**Passage for review**:
'''

The story of Karnataka and Maharashtra’s unbalanced division of labor and profit.
By Jagriti Parakh
When a fungal infection with no surefire remedy withered the world’s bananas and started sweeping through Maharashtra, farmers in Karnataka started growing bananas. The same happened and again the grapes turned sour when about two lakh hectares of vineyards in Nashik and Sangli districts of Maharashtra were affected by the downy mildew outbreak.
Srishail Meti, a farmer in Muddebihal (Bijapur, Karnataka) had 10 acres of bajra, 20 acres red gram, and five acres of banana farms. He and his two brothers grew up working at and learning about vineyards in Maharashtra. About three years ago, when he got to know about the crop diseases in the neighboring state and the subsequent fall in crop yield, he anticipated an upsurge in demand for bananas and grapes in the regions adjoining Maharashtra, including Bijapur. He started growing grapes in 40 acres of land and increased the area under banana plantation from five to 20 acres.

'''

**Task brief**: According to the article on Karnataka and Maharashtra farming, why did Srishail Meti start growing grapes on 40 acres and expand his banana plantation? Answer in one to three sentences.

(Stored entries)
'''

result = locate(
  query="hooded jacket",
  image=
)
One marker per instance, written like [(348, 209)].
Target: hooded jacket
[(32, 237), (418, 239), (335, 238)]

'''

**Your solution**: He learned of crop diseases in neighboring Maharashtra and the resulting fall in crop yield. He expected this to bring an upsurge in demand for bananas and grapes in the regions adjoining Maharashtra, including Bijapur.